Goal
From the line with "Would you please tag the gravel" down to the final line of the material below, quote every line exactly and leave out all lines before it.

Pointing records

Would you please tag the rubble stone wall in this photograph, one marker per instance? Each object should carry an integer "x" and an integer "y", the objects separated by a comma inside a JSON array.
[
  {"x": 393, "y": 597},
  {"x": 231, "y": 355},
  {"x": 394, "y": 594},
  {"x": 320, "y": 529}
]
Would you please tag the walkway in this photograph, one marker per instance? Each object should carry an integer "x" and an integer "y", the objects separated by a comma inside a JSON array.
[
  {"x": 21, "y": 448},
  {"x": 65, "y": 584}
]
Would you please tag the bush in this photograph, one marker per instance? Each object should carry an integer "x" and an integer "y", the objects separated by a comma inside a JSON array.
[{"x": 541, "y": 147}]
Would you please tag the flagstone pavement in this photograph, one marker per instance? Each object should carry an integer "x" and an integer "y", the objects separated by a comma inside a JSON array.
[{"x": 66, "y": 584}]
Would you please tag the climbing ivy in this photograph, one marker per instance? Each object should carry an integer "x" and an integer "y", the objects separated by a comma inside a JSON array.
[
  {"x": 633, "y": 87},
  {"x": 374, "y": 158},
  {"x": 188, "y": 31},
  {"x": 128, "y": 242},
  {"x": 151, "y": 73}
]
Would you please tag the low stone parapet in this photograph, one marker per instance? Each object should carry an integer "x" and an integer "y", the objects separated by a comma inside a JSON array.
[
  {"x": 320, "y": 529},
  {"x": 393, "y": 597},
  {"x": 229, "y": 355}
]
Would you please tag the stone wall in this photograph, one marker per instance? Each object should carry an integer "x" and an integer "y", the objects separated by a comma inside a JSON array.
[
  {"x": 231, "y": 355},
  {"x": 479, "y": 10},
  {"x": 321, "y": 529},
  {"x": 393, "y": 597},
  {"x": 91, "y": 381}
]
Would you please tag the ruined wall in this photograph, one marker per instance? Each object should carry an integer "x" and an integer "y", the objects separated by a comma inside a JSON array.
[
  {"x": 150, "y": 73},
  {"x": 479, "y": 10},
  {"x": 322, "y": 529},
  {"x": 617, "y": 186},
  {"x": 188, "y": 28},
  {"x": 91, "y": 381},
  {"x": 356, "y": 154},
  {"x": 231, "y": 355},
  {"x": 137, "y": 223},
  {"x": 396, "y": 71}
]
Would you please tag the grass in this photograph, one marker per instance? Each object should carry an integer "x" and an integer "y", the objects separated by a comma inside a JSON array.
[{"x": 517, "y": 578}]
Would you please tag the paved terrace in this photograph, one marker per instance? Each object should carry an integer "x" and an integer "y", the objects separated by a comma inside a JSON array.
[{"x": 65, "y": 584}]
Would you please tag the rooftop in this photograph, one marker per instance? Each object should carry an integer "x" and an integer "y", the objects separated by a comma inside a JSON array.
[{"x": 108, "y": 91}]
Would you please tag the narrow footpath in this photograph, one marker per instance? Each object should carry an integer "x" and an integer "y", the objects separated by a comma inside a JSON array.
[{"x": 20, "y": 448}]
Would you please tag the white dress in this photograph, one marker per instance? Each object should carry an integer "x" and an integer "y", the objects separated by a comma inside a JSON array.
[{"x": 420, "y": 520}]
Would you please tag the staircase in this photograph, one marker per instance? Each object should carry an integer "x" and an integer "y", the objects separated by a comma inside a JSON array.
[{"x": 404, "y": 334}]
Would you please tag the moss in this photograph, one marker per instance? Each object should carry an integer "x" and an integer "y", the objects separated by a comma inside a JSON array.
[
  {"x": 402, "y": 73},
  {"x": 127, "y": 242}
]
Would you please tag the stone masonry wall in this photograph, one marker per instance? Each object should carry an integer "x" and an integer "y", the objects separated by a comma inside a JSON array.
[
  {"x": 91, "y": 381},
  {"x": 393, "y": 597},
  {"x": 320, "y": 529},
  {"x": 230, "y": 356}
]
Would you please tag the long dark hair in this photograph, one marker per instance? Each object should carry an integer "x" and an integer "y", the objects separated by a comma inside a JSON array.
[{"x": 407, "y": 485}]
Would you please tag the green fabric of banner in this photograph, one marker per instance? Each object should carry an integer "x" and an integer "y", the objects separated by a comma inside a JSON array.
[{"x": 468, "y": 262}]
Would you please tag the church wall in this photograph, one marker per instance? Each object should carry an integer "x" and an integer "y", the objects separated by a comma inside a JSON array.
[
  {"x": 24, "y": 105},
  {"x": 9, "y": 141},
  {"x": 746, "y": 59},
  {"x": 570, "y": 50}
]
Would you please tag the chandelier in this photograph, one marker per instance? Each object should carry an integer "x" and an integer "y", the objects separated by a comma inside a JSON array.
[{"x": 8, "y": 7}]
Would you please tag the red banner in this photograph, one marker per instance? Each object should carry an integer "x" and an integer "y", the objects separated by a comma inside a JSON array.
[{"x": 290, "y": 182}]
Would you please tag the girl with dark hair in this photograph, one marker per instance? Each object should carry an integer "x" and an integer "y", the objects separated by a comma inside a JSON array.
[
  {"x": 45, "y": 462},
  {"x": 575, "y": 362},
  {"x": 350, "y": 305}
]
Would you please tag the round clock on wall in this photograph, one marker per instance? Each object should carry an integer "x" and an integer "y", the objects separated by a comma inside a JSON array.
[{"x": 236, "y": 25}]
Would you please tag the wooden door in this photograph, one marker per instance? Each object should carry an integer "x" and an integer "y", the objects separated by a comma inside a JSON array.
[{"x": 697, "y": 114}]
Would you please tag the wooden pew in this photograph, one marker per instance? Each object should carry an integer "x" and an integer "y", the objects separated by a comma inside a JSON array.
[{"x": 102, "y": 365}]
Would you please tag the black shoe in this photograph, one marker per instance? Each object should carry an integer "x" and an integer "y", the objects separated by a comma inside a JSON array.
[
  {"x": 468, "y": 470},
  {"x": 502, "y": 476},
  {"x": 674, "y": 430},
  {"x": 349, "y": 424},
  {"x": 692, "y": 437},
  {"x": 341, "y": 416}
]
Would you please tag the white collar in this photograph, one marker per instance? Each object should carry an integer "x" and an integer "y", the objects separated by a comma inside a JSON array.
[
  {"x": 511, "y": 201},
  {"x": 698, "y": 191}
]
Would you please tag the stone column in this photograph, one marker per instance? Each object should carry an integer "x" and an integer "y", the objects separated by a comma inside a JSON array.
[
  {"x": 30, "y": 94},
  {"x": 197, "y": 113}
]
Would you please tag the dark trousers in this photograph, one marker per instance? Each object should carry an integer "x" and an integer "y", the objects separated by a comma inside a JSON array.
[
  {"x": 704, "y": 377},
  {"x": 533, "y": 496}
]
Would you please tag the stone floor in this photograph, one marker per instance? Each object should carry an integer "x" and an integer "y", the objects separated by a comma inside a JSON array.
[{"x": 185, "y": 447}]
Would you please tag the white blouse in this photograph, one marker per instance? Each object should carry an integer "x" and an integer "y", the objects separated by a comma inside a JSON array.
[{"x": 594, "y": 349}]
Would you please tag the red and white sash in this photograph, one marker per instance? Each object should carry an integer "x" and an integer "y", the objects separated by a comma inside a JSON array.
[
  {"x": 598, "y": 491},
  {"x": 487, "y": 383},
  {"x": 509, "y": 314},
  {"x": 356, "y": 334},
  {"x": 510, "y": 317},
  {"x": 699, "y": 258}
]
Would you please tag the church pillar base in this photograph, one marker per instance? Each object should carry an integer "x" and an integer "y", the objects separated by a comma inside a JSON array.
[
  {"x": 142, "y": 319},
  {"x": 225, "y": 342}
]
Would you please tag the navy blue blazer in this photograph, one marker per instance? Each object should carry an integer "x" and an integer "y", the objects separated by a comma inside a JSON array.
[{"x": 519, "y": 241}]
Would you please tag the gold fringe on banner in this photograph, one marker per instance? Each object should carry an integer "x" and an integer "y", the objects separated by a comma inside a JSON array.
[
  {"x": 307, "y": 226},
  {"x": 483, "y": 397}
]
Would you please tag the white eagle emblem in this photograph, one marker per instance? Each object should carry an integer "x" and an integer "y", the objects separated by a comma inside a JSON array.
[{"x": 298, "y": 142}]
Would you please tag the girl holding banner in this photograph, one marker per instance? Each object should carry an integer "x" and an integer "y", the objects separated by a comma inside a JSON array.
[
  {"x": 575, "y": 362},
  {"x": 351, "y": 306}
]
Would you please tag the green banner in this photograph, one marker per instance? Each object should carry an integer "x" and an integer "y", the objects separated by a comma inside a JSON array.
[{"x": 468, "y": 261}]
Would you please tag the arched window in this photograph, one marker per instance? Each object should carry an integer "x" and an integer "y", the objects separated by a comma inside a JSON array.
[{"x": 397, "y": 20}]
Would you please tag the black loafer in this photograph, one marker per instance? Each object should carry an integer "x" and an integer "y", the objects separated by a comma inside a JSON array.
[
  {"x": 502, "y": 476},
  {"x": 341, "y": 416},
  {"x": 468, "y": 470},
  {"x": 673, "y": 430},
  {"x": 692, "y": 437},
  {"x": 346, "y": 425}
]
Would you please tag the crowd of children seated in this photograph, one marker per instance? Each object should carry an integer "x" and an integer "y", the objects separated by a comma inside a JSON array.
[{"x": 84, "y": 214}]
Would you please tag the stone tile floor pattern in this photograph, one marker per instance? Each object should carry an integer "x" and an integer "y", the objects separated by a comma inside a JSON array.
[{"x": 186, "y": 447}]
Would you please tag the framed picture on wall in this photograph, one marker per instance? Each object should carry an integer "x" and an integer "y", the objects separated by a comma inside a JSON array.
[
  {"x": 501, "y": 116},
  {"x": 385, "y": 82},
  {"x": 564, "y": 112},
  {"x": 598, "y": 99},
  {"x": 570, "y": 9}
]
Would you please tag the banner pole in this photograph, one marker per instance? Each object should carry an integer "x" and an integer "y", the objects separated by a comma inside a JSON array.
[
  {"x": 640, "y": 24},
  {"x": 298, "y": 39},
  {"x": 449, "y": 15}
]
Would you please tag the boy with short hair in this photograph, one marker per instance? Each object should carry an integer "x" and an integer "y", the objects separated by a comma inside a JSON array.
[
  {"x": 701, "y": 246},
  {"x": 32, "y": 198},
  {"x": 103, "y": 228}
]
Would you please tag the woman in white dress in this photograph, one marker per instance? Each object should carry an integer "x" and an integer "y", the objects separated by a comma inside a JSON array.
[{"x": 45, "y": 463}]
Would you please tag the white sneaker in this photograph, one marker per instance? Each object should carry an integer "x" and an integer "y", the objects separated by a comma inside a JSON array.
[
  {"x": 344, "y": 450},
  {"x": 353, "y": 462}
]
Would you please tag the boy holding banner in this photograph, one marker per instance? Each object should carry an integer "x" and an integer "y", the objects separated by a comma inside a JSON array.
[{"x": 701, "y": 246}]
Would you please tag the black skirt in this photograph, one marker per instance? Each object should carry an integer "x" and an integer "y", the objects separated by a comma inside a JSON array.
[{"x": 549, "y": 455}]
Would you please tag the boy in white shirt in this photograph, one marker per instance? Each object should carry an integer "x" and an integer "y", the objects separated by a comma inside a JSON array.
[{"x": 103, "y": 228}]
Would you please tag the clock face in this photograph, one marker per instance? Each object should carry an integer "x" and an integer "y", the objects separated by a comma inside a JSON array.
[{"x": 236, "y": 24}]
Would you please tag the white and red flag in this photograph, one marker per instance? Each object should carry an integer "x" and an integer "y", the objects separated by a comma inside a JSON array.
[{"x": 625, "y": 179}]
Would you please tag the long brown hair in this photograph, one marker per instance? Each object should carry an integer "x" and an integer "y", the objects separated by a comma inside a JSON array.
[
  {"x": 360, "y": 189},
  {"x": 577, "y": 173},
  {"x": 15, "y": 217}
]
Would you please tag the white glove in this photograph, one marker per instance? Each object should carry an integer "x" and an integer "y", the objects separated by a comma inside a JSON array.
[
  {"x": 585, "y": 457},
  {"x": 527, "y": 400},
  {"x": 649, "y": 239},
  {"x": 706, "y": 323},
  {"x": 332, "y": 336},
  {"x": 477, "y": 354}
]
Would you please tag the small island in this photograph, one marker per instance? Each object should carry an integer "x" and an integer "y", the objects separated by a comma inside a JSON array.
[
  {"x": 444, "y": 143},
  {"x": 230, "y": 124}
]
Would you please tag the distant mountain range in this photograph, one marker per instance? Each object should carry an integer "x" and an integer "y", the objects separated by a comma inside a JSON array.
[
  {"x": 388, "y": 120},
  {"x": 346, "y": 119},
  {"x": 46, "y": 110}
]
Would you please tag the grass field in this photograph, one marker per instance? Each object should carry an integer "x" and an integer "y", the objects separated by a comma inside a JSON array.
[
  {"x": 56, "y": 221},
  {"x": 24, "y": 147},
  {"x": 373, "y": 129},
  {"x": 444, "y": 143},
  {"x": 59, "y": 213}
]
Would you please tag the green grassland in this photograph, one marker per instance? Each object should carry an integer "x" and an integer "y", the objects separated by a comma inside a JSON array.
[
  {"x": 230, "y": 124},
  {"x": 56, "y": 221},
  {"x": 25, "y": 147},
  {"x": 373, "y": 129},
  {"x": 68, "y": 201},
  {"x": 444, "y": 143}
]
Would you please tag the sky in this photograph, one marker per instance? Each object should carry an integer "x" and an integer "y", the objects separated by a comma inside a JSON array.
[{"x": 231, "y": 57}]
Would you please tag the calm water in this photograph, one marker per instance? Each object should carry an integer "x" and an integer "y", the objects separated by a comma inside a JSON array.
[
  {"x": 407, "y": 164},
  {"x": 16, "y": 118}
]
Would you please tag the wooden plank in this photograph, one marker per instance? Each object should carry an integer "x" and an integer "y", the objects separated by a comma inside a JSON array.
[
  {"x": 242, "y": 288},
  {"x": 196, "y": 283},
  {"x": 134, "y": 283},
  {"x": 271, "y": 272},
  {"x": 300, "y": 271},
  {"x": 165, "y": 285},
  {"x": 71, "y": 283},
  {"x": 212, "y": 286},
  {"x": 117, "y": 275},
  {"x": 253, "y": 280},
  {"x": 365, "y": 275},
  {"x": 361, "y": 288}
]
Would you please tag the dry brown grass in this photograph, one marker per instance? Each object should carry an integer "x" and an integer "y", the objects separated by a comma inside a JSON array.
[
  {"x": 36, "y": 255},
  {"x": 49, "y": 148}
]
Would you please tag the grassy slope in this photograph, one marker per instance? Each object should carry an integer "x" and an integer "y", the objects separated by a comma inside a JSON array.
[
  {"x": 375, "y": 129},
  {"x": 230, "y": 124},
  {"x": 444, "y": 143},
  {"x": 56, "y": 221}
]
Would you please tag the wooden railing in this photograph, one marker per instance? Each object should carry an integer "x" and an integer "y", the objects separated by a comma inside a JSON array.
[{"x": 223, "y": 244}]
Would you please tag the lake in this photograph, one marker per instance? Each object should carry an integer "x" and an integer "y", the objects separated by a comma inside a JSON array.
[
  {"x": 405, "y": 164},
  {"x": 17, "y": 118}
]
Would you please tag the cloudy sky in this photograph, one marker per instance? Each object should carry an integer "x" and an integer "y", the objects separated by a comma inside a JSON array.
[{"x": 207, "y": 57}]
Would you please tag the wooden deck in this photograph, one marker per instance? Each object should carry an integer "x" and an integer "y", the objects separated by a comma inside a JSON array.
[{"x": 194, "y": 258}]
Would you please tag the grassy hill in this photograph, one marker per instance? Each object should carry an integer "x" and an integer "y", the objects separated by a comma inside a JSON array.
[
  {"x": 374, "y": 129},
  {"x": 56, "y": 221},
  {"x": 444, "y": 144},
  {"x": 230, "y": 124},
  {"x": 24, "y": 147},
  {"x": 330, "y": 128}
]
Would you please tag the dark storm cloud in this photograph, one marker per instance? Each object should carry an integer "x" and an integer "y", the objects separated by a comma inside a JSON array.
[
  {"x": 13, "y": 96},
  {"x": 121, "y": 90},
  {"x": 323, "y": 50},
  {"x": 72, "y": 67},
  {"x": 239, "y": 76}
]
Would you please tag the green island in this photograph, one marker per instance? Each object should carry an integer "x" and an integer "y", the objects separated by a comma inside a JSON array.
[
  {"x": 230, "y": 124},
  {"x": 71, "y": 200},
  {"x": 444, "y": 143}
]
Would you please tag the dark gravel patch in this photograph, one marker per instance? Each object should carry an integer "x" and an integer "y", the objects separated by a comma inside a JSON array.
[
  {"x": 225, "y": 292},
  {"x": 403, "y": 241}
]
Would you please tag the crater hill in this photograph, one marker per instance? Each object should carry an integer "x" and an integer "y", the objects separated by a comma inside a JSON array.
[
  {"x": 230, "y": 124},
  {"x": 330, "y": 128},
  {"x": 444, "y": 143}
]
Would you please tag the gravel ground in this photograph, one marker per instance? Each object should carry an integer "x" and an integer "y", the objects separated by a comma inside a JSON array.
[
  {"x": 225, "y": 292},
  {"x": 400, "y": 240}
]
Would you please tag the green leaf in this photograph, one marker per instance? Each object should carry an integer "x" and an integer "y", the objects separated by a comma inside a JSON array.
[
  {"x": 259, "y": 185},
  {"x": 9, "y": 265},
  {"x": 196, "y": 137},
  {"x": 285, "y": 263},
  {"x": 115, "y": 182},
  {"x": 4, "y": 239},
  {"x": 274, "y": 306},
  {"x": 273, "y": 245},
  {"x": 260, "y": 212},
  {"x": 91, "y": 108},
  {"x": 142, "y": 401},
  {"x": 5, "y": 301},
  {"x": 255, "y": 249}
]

Full response
Would you please tag the gravel ground in this photograph, one marker per instance? Each object should carry an integer "x" and an integer "y", the objects separated by a comma inside a JSON array.
[
  {"x": 225, "y": 292},
  {"x": 400, "y": 240}
]
Would you please tag the green leaf in this photograph, one marker per instance? Each object should carry an integer "x" and an integer "y", the objects separated by a comma inside a JSON array.
[
  {"x": 259, "y": 185},
  {"x": 9, "y": 265},
  {"x": 196, "y": 137},
  {"x": 285, "y": 263},
  {"x": 115, "y": 182},
  {"x": 4, "y": 239},
  {"x": 274, "y": 306},
  {"x": 273, "y": 245},
  {"x": 260, "y": 212},
  {"x": 91, "y": 108},
  {"x": 142, "y": 401},
  {"x": 5, "y": 301},
  {"x": 255, "y": 249}
]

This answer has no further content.